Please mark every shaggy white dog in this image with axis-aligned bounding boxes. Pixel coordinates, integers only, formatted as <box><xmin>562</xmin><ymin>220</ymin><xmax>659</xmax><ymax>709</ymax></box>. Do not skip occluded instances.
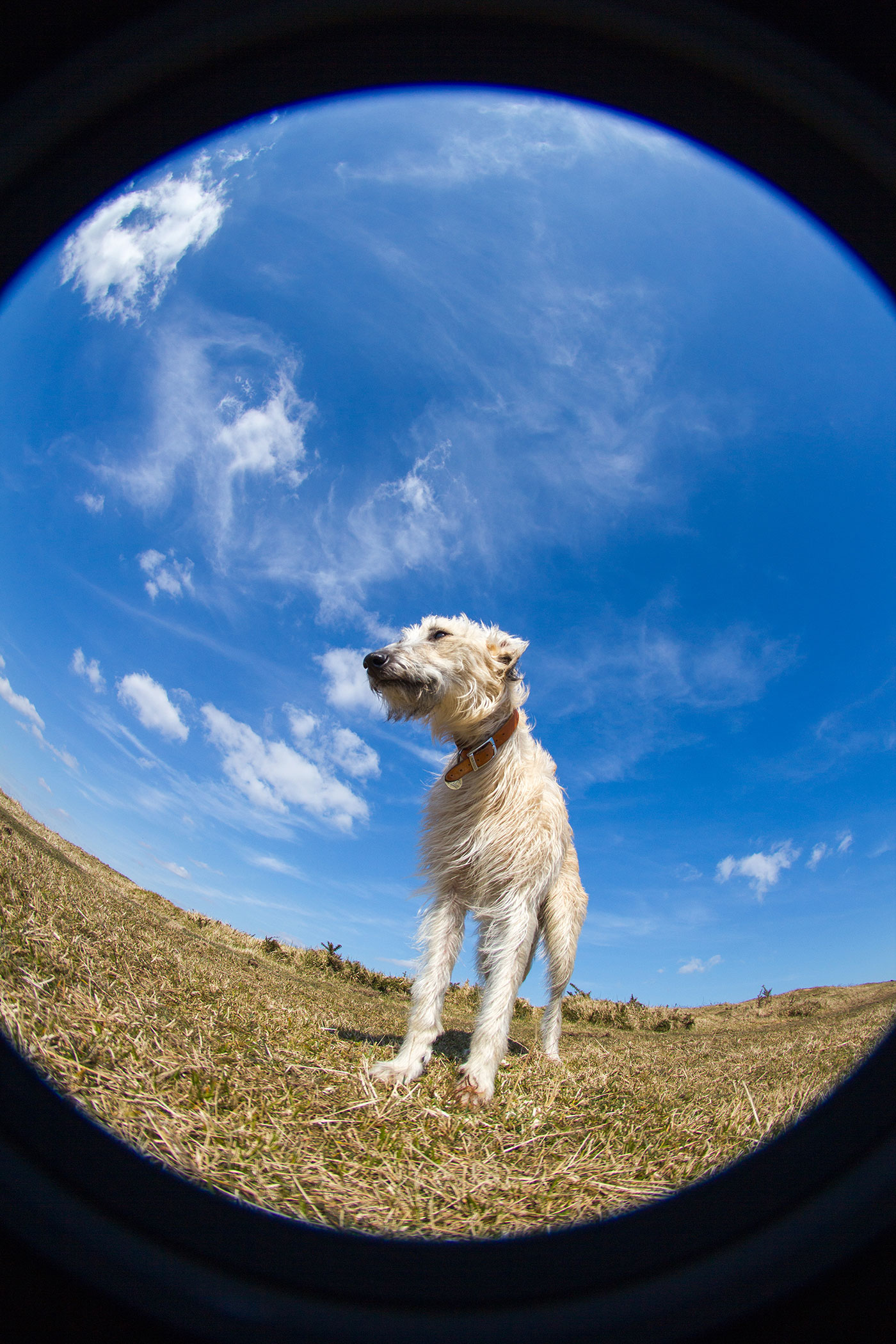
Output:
<box><xmin>364</xmin><ymin>616</ymin><xmax>588</xmax><ymax>1107</ymax></box>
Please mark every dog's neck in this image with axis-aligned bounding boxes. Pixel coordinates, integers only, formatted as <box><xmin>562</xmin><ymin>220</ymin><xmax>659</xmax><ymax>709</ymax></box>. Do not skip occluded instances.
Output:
<box><xmin>451</xmin><ymin>698</ymin><xmax>522</xmax><ymax>751</ymax></box>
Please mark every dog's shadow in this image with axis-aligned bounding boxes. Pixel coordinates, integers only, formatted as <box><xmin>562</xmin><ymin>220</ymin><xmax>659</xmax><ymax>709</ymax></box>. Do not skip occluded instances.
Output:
<box><xmin>336</xmin><ymin>1027</ymin><xmax>529</xmax><ymax>1064</ymax></box>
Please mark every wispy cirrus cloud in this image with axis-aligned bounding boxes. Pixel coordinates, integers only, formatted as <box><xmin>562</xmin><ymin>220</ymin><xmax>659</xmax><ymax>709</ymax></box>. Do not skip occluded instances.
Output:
<box><xmin>336</xmin><ymin>94</ymin><xmax>688</xmax><ymax>189</ymax></box>
<box><xmin>202</xmin><ymin>704</ymin><xmax>368</xmax><ymax>832</ymax></box>
<box><xmin>0</xmin><ymin>655</ymin><xmax>45</xmax><ymax>728</ymax></box>
<box><xmin>0</xmin><ymin>655</ymin><xmax>78</xmax><ymax>770</ymax></box>
<box><xmin>316</xmin><ymin>649</ymin><xmax>384</xmax><ymax>717</ymax></box>
<box><xmin>68</xmin><ymin>648</ymin><xmax>106</xmax><ymax>695</ymax></box>
<box><xmin>106</xmin><ymin>316</ymin><xmax>314</xmax><ymax>548</ymax></box>
<box><xmin>539</xmin><ymin>605</ymin><xmax>797</xmax><ymax>781</ymax></box>
<box><xmin>62</xmin><ymin>155</ymin><xmax>226</xmax><ymax>321</ymax></box>
<box><xmin>137</xmin><ymin>548</ymin><xmax>193</xmax><ymax>602</ymax></box>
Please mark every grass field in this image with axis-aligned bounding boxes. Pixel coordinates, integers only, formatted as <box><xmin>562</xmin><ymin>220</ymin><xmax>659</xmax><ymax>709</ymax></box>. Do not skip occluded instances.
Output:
<box><xmin>0</xmin><ymin>793</ymin><xmax>896</xmax><ymax>1236</ymax></box>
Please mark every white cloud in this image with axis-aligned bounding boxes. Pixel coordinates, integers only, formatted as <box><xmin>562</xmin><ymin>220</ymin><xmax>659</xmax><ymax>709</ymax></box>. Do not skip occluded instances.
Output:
<box><xmin>716</xmin><ymin>840</ymin><xmax>802</xmax><ymax>900</ymax></box>
<box><xmin>62</xmin><ymin>155</ymin><xmax>226</xmax><ymax>321</ymax></box>
<box><xmin>109</xmin><ymin>319</ymin><xmax>314</xmax><ymax>548</ymax></box>
<box><xmin>137</xmin><ymin>550</ymin><xmax>193</xmax><ymax>602</ymax></box>
<box><xmin>0</xmin><ymin>656</ymin><xmax>44</xmax><ymax>742</ymax></box>
<box><xmin>306</xmin><ymin>444</ymin><xmax>449</xmax><ymax>644</ymax></box>
<box><xmin>248</xmin><ymin>854</ymin><xmax>305</xmax><ymax>879</ymax></box>
<box><xmin>337</xmin><ymin>93</ymin><xmax>688</xmax><ymax>188</ymax></box>
<box><xmin>118</xmin><ymin>672</ymin><xmax>189</xmax><ymax>742</ymax></box>
<box><xmin>24</xmin><ymin>720</ymin><xmax>81</xmax><ymax>770</ymax></box>
<box><xmin>806</xmin><ymin>842</ymin><xmax>833</xmax><ymax>872</ymax></box>
<box><xmin>316</xmin><ymin>649</ymin><xmax>383</xmax><ymax>716</ymax></box>
<box><xmin>284</xmin><ymin>704</ymin><xmax>380</xmax><ymax>780</ymax></box>
<box><xmin>678</xmin><ymin>954</ymin><xmax>721</xmax><ymax>976</ymax></box>
<box><xmin>330</xmin><ymin>728</ymin><xmax>380</xmax><ymax>780</ymax></box>
<box><xmin>70</xmin><ymin>649</ymin><xmax>106</xmax><ymax>695</ymax></box>
<box><xmin>153</xmin><ymin>856</ymin><xmax>189</xmax><ymax>877</ymax></box>
<box><xmin>202</xmin><ymin>704</ymin><xmax>368</xmax><ymax>831</ymax></box>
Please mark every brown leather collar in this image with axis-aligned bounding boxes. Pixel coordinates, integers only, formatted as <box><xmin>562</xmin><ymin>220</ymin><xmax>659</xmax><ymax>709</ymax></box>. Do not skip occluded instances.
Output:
<box><xmin>445</xmin><ymin>710</ymin><xmax>520</xmax><ymax>789</ymax></box>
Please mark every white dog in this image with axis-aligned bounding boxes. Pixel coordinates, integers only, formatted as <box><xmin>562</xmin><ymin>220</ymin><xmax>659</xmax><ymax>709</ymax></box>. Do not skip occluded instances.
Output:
<box><xmin>364</xmin><ymin>616</ymin><xmax>588</xmax><ymax>1107</ymax></box>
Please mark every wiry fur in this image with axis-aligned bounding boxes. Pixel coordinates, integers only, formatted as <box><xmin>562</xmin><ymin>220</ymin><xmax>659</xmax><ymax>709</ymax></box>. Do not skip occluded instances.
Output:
<box><xmin>364</xmin><ymin>616</ymin><xmax>587</xmax><ymax>1106</ymax></box>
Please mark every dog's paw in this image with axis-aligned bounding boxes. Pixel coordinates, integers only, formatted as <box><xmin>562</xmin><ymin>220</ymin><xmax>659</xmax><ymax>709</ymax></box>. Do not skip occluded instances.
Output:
<box><xmin>454</xmin><ymin>1074</ymin><xmax>494</xmax><ymax>1110</ymax></box>
<box><xmin>371</xmin><ymin>1059</ymin><xmax>423</xmax><ymax>1087</ymax></box>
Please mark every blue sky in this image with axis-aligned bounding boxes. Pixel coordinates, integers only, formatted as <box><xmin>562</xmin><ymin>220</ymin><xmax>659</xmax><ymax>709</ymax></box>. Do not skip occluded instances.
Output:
<box><xmin>0</xmin><ymin>89</ymin><xmax>896</xmax><ymax>1003</ymax></box>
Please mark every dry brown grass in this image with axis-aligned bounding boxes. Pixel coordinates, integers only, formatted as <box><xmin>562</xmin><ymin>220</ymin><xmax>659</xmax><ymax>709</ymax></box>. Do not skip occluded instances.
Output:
<box><xmin>0</xmin><ymin>794</ymin><xmax>896</xmax><ymax>1236</ymax></box>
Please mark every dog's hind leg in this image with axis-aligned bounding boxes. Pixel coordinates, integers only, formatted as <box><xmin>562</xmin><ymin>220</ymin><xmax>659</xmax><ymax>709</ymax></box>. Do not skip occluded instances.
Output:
<box><xmin>371</xmin><ymin>897</ymin><xmax>466</xmax><ymax>1084</ymax></box>
<box><xmin>457</xmin><ymin>906</ymin><xmax>539</xmax><ymax>1109</ymax></box>
<box><xmin>539</xmin><ymin>845</ymin><xmax>588</xmax><ymax>1059</ymax></box>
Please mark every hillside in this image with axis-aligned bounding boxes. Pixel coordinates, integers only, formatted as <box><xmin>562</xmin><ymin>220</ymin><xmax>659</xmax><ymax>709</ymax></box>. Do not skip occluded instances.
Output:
<box><xmin>0</xmin><ymin>793</ymin><xmax>896</xmax><ymax>1236</ymax></box>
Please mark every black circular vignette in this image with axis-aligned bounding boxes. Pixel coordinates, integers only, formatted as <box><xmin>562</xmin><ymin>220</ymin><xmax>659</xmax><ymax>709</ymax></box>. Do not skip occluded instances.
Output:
<box><xmin>0</xmin><ymin>0</ymin><xmax>896</xmax><ymax>1344</ymax></box>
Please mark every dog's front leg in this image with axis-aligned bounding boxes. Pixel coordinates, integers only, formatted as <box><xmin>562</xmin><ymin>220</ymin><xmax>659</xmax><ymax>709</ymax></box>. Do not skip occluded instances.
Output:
<box><xmin>457</xmin><ymin>909</ymin><xmax>538</xmax><ymax>1109</ymax></box>
<box><xmin>371</xmin><ymin>897</ymin><xmax>466</xmax><ymax>1084</ymax></box>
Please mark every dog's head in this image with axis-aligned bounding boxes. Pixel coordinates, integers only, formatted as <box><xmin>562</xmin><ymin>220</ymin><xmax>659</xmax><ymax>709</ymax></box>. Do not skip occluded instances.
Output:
<box><xmin>364</xmin><ymin>616</ymin><xmax>528</xmax><ymax>738</ymax></box>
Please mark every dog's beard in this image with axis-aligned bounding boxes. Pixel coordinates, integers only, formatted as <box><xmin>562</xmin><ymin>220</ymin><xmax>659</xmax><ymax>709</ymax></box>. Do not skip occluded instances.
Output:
<box><xmin>371</xmin><ymin>677</ymin><xmax>439</xmax><ymax>722</ymax></box>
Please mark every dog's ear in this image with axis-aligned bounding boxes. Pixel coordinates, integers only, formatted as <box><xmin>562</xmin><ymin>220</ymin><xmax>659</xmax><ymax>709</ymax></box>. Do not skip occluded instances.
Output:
<box><xmin>490</xmin><ymin>634</ymin><xmax>529</xmax><ymax>677</ymax></box>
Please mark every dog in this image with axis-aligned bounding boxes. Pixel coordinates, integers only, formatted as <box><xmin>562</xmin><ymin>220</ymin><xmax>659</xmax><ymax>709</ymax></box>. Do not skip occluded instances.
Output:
<box><xmin>364</xmin><ymin>616</ymin><xmax>588</xmax><ymax>1109</ymax></box>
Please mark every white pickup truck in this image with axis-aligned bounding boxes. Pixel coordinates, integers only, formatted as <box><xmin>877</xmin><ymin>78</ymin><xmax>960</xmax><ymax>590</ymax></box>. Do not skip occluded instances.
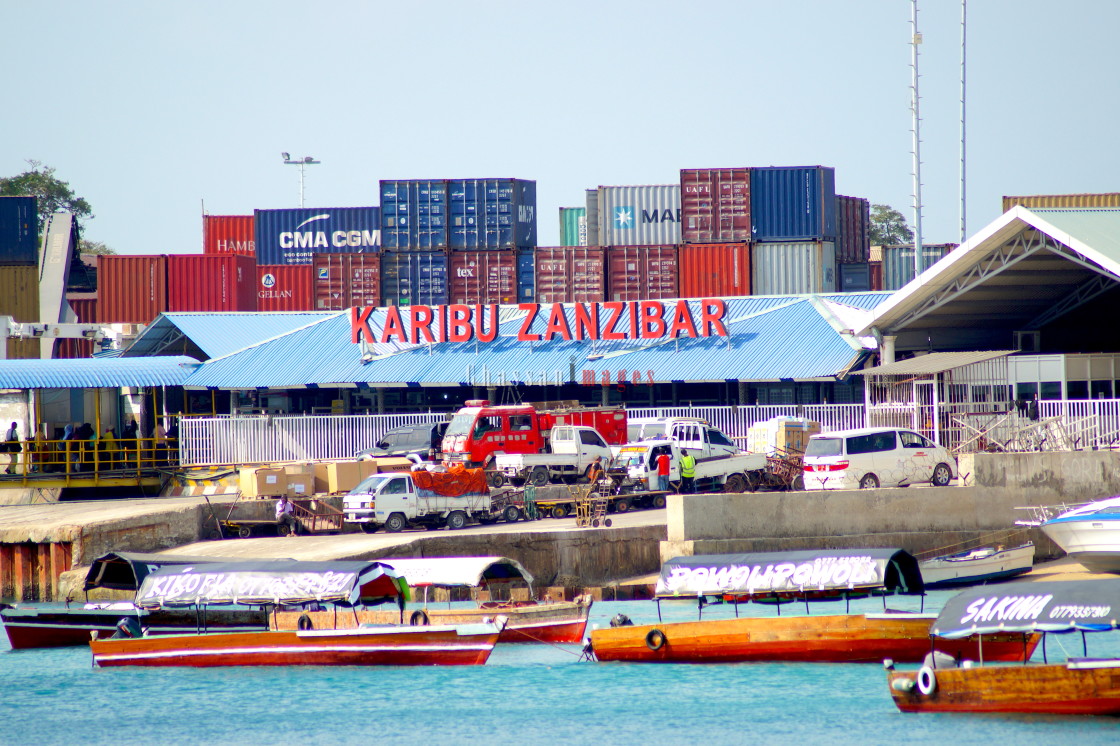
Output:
<box><xmin>609</xmin><ymin>439</ymin><xmax>766</xmax><ymax>497</ymax></box>
<box><xmin>489</xmin><ymin>425</ymin><xmax>610</xmax><ymax>487</ymax></box>
<box><xmin>343</xmin><ymin>473</ymin><xmax>521</xmax><ymax>533</ymax></box>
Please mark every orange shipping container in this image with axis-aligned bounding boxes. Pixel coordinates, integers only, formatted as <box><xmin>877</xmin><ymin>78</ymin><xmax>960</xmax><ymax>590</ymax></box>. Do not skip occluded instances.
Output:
<box><xmin>676</xmin><ymin>242</ymin><xmax>750</xmax><ymax>298</ymax></box>
<box><xmin>97</xmin><ymin>254</ymin><xmax>167</xmax><ymax>324</ymax></box>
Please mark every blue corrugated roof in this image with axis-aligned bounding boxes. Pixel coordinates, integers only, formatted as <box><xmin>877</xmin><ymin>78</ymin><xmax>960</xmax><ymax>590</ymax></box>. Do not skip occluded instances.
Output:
<box><xmin>185</xmin><ymin>293</ymin><xmax>881</xmax><ymax>389</ymax></box>
<box><xmin>0</xmin><ymin>356</ymin><xmax>198</xmax><ymax>389</ymax></box>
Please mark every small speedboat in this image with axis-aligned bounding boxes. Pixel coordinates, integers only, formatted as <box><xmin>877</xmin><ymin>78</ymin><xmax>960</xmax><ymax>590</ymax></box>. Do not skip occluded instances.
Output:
<box><xmin>1042</xmin><ymin>497</ymin><xmax>1120</xmax><ymax>574</ymax></box>
<box><xmin>918</xmin><ymin>541</ymin><xmax>1035</xmax><ymax>588</ymax></box>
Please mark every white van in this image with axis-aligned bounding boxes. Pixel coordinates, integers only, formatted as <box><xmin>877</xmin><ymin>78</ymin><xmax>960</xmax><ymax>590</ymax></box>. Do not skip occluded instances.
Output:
<box><xmin>804</xmin><ymin>428</ymin><xmax>956</xmax><ymax>489</ymax></box>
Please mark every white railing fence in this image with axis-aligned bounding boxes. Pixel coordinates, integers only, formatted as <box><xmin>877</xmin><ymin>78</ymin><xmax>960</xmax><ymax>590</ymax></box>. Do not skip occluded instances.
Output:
<box><xmin>179</xmin><ymin>404</ymin><xmax>864</xmax><ymax>466</ymax></box>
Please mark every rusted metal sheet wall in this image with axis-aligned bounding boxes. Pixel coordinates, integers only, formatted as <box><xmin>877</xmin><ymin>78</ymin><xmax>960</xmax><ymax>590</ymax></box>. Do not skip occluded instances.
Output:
<box><xmin>681</xmin><ymin>168</ymin><xmax>750</xmax><ymax>243</ymax></box>
<box><xmin>167</xmin><ymin>254</ymin><xmax>256</xmax><ymax>311</ymax></box>
<box><xmin>97</xmin><ymin>254</ymin><xmax>168</xmax><ymax>324</ymax></box>
<box><xmin>311</xmin><ymin>249</ymin><xmax>381</xmax><ymax>310</ymax></box>
<box><xmin>676</xmin><ymin>242</ymin><xmax>750</xmax><ymax>298</ymax></box>
<box><xmin>607</xmin><ymin>246</ymin><xmax>680</xmax><ymax>300</ymax></box>
<box><xmin>256</xmin><ymin>264</ymin><xmax>315</xmax><ymax>311</ymax></box>
<box><xmin>535</xmin><ymin>246</ymin><xmax>607</xmax><ymax>304</ymax></box>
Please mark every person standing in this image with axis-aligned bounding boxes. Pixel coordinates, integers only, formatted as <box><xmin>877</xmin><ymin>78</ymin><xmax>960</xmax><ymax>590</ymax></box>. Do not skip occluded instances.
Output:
<box><xmin>657</xmin><ymin>451</ymin><xmax>672</xmax><ymax>492</ymax></box>
<box><xmin>681</xmin><ymin>450</ymin><xmax>697</xmax><ymax>495</ymax></box>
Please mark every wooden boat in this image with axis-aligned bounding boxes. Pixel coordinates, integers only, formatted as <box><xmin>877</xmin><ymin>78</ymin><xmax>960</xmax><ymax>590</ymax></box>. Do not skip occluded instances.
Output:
<box><xmin>276</xmin><ymin>557</ymin><xmax>591</xmax><ymax>643</ymax></box>
<box><xmin>918</xmin><ymin>541</ymin><xmax>1035</xmax><ymax>589</ymax></box>
<box><xmin>90</xmin><ymin>561</ymin><xmax>504</xmax><ymax>666</ymax></box>
<box><xmin>884</xmin><ymin>579</ymin><xmax>1120</xmax><ymax>715</ymax></box>
<box><xmin>0</xmin><ymin>552</ymin><xmax>269</xmax><ymax>650</ymax></box>
<box><xmin>589</xmin><ymin>549</ymin><xmax>1037</xmax><ymax>663</ymax></box>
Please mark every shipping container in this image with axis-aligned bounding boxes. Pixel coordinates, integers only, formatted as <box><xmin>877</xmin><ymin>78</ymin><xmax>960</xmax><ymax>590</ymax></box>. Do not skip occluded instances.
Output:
<box><xmin>0</xmin><ymin>197</ymin><xmax>39</xmax><ymax>267</ymax></box>
<box><xmin>750</xmin><ymin>166</ymin><xmax>837</xmax><ymax>242</ymax></box>
<box><xmin>534</xmin><ymin>246</ymin><xmax>607</xmax><ymax>304</ymax></box>
<box><xmin>447</xmin><ymin>179</ymin><xmax>536</xmax><ymax>251</ymax></box>
<box><xmin>449</xmin><ymin>251</ymin><xmax>521</xmax><ymax>304</ymax></box>
<box><xmin>1004</xmin><ymin>192</ymin><xmax>1120</xmax><ymax>213</ymax></box>
<box><xmin>607</xmin><ymin>246</ymin><xmax>680</xmax><ymax>300</ymax></box>
<box><xmin>676</xmin><ymin>242</ymin><xmax>750</xmax><ymax>298</ymax></box>
<box><xmin>381</xmin><ymin>179</ymin><xmax>449</xmax><ymax>251</ymax></box>
<box><xmin>837</xmin><ymin>195</ymin><xmax>871</xmax><ymax>264</ymax></box>
<box><xmin>167</xmin><ymin>253</ymin><xmax>260</xmax><ymax>313</ymax></box>
<box><xmin>750</xmin><ymin>241</ymin><xmax>837</xmax><ymax>296</ymax></box>
<box><xmin>587</xmin><ymin>184</ymin><xmax>681</xmax><ymax>246</ymax></box>
<box><xmin>381</xmin><ymin>251</ymin><xmax>449</xmax><ymax>306</ymax></box>
<box><xmin>837</xmin><ymin>262</ymin><xmax>871</xmax><ymax>292</ymax></box>
<box><xmin>97</xmin><ymin>254</ymin><xmax>168</xmax><ymax>324</ymax></box>
<box><xmin>203</xmin><ymin>215</ymin><xmax>256</xmax><ymax>257</ymax></box>
<box><xmin>253</xmin><ymin>207</ymin><xmax>381</xmax><ymax>264</ymax></box>
<box><xmin>560</xmin><ymin>207</ymin><xmax>587</xmax><ymax>246</ymax></box>
<box><xmin>256</xmin><ymin>263</ymin><xmax>315</xmax><ymax>311</ymax></box>
<box><xmin>681</xmin><ymin>168</ymin><xmax>750</xmax><ymax>243</ymax></box>
<box><xmin>883</xmin><ymin>243</ymin><xmax>960</xmax><ymax>290</ymax></box>
<box><xmin>311</xmin><ymin>249</ymin><xmax>381</xmax><ymax>310</ymax></box>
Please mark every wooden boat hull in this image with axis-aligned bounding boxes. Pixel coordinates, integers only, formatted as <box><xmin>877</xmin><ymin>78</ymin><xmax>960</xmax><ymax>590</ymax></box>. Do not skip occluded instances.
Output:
<box><xmin>273</xmin><ymin>600</ymin><xmax>591</xmax><ymax>644</ymax></box>
<box><xmin>591</xmin><ymin>614</ymin><xmax>1038</xmax><ymax>663</ymax></box>
<box><xmin>887</xmin><ymin>647</ymin><xmax>1120</xmax><ymax>715</ymax></box>
<box><xmin>90</xmin><ymin>624</ymin><xmax>500</xmax><ymax>668</ymax></box>
<box><xmin>0</xmin><ymin>604</ymin><xmax>269</xmax><ymax>650</ymax></box>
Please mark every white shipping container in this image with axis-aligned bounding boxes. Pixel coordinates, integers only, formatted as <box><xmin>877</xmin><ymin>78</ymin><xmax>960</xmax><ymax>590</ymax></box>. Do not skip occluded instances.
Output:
<box><xmin>750</xmin><ymin>241</ymin><xmax>837</xmax><ymax>296</ymax></box>
<box><xmin>587</xmin><ymin>184</ymin><xmax>681</xmax><ymax>246</ymax></box>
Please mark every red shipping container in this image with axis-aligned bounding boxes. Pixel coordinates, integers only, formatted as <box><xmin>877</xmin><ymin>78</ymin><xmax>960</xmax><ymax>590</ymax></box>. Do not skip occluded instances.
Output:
<box><xmin>534</xmin><ymin>246</ymin><xmax>607</xmax><ymax>304</ymax></box>
<box><xmin>167</xmin><ymin>254</ymin><xmax>256</xmax><ymax>313</ymax></box>
<box><xmin>681</xmin><ymin>168</ymin><xmax>750</xmax><ymax>243</ymax></box>
<box><xmin>449</xmin><ymin>250</ymin><xmax>517</xmax><ymax>304</ymax></box>
<box><xmin>837</xmin><ymin>195</ymin><xmax>871</xmax><ymax>264</ymax></box>
<box><xmin>96</xmin><ymin>254</ymin><xmax>168</xmax><ymax>324</ymax></box>
<box><xmin>307</xmin><ymin>253</ymin><xmax>381</xmax><ymax>310</ymax></box>
<box><xmin>203</xmin><ymin>215</ymin><xmax>256</xmax><ymax>257</ymax></box>
<box><xmin>676</xmin><ymin>242</ymin><xmax>750</xmax><ymax>298</ymax></box>
<box><xmin>607</xmin><ymin>246</ymin><xmax>680</xmax><ymax>300</ymax></box>
<box><xmin>256</xmin><ymin>264</ymin><xmax>315</xmax><ymax>311</ymax></box>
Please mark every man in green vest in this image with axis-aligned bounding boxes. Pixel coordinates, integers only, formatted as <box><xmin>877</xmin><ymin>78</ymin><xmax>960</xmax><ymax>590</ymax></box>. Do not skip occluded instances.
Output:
<box><xmin>681</xmin><ymin>450</ymin><xmax>697</xmax><ymax>494</ymax></box>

Aim of the task> Repeat only the lines running from the line that contains "Please mark every man" through the last line above, inclusive.

The reply>
Please mark every man in green vest in this image with axis-aligned bounding boxes. Pixel coordinates, integers only, formatted as <box><xmin>877</xmin><ymin>78</ymin><xmax>960</xmax><ymax>590</ymax></box>. Do not skip occluded instances.
Output:
<box><xmin>681</xmin><ymin>450</ymin><xmax>697</xmax><ymax>494</ymax></box>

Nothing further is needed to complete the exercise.